Supplied information Start Marker

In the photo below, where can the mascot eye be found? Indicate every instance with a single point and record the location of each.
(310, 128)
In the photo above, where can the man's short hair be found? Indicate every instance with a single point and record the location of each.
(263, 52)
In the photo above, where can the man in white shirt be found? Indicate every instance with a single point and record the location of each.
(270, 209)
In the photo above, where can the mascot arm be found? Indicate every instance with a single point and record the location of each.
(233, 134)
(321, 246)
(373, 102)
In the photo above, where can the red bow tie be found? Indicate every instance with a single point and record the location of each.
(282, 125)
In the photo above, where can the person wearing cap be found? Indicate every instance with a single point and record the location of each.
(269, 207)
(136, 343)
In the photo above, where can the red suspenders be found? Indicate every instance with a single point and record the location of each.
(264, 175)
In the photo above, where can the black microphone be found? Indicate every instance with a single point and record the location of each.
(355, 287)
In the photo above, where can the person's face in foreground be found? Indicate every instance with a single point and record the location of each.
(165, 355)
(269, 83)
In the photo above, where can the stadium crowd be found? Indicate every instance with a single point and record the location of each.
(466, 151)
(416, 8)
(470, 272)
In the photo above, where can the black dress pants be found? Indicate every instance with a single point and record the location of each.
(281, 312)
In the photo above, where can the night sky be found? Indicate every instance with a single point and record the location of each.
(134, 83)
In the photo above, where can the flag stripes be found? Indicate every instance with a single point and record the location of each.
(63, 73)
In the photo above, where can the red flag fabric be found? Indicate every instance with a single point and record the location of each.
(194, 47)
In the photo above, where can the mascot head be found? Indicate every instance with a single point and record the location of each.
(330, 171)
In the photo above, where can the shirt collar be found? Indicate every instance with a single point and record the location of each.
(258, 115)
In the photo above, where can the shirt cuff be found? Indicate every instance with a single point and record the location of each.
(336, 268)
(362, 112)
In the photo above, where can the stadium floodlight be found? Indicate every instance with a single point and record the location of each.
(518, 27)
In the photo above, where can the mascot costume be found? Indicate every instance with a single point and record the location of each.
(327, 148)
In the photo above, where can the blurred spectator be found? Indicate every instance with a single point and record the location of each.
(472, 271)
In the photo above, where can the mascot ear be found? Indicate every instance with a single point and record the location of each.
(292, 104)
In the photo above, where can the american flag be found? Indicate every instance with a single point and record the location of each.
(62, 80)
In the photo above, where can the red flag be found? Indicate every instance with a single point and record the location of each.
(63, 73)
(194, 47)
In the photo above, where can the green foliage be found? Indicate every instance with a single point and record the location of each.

Supplied information End Marker

Your instructions.
Nothing should be altered. Set down all the data again.

Task response.
In the photo below, where can the mascot eye be found? Indicate every instance with a single point and record the location of each.
(310, 128)
In the photo above, where can the man's short hair be found? Indicate every instance with a single point and record the location of each.
(263, 52)
In the photo above, where can the man in white shirt be found? Indicate every instance with a single point and record the location of each.
(270, 209)
In the photo above, where can the mascot arm be found? Indicate every instance with a single point and record the location of each.
(233, 134)
(321, 246)
(373, 102)
In the photo above, where can the red bow tie be found? Indicate every instance with a single point and record the location of each.
(282, 125)
In the photo above, where can the person wearing cap be found? Indicate every instance with a single point and record the location of each.
(269, 207)
(136, 343)
In the photo above, where can the red suspenders be found? Indicate every instance with a single point and record the location of each.
(264, 175)
In the photo above, where can the black microphone be found? Indicate every instance with a single point and record the location of each.
(355, 287)
In the photo above, where can the person's face in foreground be found? Indicate every instance with a single point and record the location of each.
(165, 355)
(269, 83)
In the photo above, where can the stadium crowd be found? Indicate every instance with a single point and record the location of each.
(466, 151)
(416, 8)
(470, 272)
In the photo above, where can the black dress pants be found? Indicate every instance with a single point and record the location of each.
(281, 312)
In the photo above, where can the night sky be found? Indicate every instance with a single point and record the location of each.
(134, 83)
In the photo above, where can the flag stripes be found? Indicate every instance with a single point and record the location of each.
(63, 73)
In the photo above, where can the red flag fabric be found? Indicate every instance with a single point and record the location of each.
(194, 47)
In the photo above, where can the mascot head be found? Indicate every instance with a single point and record the location of each.
(330, 171)
In the photo above, where can the shirt collar be found? Indicate every instance with a single point and record the location of each.
(258, 115)
In the photo above, where can the shirt cuff be found? Indicate every instance with a single point and record the location of each.
(336, 268)
(362, 112)
In the photo above, where can the stadium floodlight be found? Indicate every instance with a single point and record the location of each.
(518, 27)
In the photo above, where can the mascot costume be found? Indicate every instance with a single point and record the location of each.
(327, 148)
In the photo above, where can the blurred spectator be found? Indicate every instance with a single point and record the location of each.
(472, 271)
In the photo above, where can the mascot ear be found? Indicate every instance with a single point and record the location of each.
(292, 104)
In the photo above, where can the american flag be found? Indicate every instance with a single point and record the location of each.
(62, 80)
In the photo above, where can the red flag be found? Indicate every instance with a single point and record the location of each.
(63, 73)
(194, 47)
In the photo above, where can the green foliage be found? Indicate every instance with a single point and record the location of each.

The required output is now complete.